### Given task
Nothing but the lines from the one containing "surface in this photo as pixel coordinates." to the end of the data should be returned, each exactly as written.

### Source material
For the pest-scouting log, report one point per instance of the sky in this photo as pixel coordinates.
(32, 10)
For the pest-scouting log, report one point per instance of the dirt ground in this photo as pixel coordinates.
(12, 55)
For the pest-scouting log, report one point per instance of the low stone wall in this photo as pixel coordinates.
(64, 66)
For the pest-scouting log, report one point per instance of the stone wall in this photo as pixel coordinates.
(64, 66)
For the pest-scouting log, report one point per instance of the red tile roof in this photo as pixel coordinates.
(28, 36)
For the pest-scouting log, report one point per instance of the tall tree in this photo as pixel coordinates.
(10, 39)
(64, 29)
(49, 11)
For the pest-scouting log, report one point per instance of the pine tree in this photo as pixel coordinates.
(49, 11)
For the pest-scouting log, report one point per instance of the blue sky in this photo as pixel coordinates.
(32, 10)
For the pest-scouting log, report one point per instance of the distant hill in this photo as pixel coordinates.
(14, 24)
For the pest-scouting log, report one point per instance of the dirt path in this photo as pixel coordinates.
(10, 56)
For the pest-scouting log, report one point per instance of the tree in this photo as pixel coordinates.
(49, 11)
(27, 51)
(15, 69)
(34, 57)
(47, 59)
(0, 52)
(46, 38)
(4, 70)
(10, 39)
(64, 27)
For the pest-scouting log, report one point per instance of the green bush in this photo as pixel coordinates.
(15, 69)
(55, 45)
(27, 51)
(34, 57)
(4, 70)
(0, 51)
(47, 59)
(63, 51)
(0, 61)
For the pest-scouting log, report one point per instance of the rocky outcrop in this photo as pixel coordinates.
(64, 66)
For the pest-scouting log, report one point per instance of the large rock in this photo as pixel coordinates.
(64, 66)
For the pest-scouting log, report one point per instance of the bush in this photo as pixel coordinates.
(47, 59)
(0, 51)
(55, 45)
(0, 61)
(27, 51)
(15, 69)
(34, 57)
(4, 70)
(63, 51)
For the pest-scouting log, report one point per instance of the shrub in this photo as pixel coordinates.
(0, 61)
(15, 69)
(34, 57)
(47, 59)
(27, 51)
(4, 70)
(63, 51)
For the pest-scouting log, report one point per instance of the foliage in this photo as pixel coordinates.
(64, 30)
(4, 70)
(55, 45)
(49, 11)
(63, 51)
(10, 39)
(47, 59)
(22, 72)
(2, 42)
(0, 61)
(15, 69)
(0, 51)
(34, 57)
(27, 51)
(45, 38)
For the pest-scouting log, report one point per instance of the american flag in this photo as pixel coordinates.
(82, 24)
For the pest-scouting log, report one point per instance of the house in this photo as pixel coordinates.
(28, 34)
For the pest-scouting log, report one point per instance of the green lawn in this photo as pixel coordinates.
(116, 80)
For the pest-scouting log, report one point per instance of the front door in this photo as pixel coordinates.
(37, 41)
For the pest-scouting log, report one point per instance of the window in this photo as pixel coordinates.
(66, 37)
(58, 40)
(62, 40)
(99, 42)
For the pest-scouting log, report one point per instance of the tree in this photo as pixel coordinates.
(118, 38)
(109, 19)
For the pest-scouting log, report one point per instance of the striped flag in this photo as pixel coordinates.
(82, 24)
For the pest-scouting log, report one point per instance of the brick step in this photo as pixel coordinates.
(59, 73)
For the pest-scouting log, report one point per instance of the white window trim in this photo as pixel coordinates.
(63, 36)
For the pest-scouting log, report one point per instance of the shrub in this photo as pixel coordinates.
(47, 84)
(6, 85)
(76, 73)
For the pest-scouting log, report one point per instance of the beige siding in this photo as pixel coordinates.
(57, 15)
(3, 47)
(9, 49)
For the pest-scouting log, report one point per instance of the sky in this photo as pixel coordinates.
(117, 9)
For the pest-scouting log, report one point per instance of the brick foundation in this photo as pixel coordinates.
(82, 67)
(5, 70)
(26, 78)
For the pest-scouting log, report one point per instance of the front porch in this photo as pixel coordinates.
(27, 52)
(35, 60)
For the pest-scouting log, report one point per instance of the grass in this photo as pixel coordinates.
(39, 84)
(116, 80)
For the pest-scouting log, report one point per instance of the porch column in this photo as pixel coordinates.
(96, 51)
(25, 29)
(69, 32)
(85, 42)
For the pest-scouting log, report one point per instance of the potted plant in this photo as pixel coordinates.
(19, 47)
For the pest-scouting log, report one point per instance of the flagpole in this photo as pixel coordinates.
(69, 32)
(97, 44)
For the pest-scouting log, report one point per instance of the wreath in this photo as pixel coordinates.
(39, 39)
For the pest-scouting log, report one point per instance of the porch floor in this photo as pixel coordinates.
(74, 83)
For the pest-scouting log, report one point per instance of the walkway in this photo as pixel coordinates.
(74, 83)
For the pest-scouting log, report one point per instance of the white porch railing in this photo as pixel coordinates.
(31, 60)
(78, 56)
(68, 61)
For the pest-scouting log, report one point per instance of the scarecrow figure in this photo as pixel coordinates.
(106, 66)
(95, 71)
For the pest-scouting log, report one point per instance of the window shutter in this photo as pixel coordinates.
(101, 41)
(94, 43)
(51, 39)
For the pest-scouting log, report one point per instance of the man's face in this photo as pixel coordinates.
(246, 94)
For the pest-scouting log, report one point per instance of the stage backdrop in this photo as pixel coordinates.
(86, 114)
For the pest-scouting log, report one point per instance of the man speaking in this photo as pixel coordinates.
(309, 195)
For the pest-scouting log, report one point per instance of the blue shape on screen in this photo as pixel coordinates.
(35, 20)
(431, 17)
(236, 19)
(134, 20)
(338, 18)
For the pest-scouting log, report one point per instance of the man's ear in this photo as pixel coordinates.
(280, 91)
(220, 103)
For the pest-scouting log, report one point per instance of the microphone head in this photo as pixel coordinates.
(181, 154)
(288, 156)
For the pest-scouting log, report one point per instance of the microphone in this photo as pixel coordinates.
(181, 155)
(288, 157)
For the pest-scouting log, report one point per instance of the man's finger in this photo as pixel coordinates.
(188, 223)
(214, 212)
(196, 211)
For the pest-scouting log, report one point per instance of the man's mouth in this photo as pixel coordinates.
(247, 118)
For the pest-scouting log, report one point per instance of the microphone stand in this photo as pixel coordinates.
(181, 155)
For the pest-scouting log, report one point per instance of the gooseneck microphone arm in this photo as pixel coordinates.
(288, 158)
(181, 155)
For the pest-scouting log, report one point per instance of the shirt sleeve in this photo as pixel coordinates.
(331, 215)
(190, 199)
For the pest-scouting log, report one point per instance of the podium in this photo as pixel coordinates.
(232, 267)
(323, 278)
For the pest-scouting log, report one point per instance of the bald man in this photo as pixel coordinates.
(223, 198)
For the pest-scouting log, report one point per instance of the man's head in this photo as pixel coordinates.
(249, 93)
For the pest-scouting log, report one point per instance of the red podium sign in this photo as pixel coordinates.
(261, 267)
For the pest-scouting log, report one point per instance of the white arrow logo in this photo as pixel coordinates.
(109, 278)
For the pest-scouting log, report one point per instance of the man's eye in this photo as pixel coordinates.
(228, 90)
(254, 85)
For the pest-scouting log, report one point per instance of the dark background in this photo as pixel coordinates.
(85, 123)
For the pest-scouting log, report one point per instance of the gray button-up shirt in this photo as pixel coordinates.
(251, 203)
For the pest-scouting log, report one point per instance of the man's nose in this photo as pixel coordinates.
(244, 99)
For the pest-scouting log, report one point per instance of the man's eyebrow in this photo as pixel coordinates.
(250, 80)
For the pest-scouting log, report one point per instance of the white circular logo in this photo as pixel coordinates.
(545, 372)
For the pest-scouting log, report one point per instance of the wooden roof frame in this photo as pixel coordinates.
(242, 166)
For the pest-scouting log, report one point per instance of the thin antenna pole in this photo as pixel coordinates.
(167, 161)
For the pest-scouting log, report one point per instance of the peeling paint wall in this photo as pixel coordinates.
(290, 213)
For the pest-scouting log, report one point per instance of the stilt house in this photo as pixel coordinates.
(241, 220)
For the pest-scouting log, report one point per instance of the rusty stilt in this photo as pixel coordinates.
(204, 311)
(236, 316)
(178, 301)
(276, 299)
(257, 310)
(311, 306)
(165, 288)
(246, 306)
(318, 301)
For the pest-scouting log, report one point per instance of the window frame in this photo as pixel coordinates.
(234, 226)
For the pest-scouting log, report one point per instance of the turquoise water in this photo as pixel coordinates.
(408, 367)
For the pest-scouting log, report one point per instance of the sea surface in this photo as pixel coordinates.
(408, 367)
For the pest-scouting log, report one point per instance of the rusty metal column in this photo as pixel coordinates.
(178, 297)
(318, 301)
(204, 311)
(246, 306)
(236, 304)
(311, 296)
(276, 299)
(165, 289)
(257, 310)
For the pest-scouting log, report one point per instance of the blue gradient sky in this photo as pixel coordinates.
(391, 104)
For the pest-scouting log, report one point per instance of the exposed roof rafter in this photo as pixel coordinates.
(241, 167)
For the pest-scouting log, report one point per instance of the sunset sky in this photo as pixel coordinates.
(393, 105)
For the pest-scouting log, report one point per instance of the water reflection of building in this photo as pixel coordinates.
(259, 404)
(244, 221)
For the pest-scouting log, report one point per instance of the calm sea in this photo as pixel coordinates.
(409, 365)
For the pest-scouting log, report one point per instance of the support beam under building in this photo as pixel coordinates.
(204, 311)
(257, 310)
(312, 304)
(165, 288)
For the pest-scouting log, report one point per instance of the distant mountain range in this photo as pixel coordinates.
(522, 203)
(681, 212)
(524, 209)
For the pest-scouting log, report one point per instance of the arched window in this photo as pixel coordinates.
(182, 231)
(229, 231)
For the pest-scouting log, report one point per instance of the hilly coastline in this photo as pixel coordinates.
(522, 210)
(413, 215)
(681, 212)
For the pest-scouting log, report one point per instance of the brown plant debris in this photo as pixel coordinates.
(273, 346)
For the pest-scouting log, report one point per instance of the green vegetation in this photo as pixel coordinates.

### Exercise output
For the pest-scouting log, report one point per instance of the sea surface in this photo as pixel coordinates.
(408, 367)
For the pest-scouting log, report one point per instance of the rusty metal column in this photo as pixel coordinates.
(178, 297)
(318, 301)
(204, 311)
(246, 306)
(236, 304)
(311, 296)
(276, 299)
(165, 289)
(257, 310)
For the pest-scouting log, report one point per instance of the blue gradient sky in this photo as pixel coordinates.
(391, 104)
For the pest-scouting log, report one point per instance of the exposed roof rafter in this photo as pixel coordinates.
(241, 167)
For the pest-scouting log, report one point per instance of the sunset sky in this photo as pixel coordinates.
(393, 105)
For the pest-scouting log, report one point per instance of the water reflection of building in this photo as pixel coordinates.
(259, 404)
(244, 221)
For the pest-scouting log, report one point per instance of the calm sea in this photo as pixel coordinates.
(409, 365)
For the pest-scouting log, report one point per instance of the support beam under building in this photo as pixel coordinates.
(204, 311)
(257, 310)
(312, 304)
(165, 288)
For the pest-scouting log, report one point per instance of the distant mountain range in this photo as pixel coordinates.
(522, 203)
(681, 212)
(524, 209)
For the pest-scouting log, report one point per instance of the arched window in this photo as pixel coordinates.
(182, 231)
(229, 231)
For the pest-scouting log, report one point per instance of the hilly coastline in this photo as pixel coordinates.
(522, 210)
(413, 215)
(681, 212)
For the pest-scouting log, report one point per instance of the brown plant debris in this photo as pixel coordinates.
(273, 346)
For the pest-scouting log, report one point per instance of the green vegetation in this photo as pixel coordinates.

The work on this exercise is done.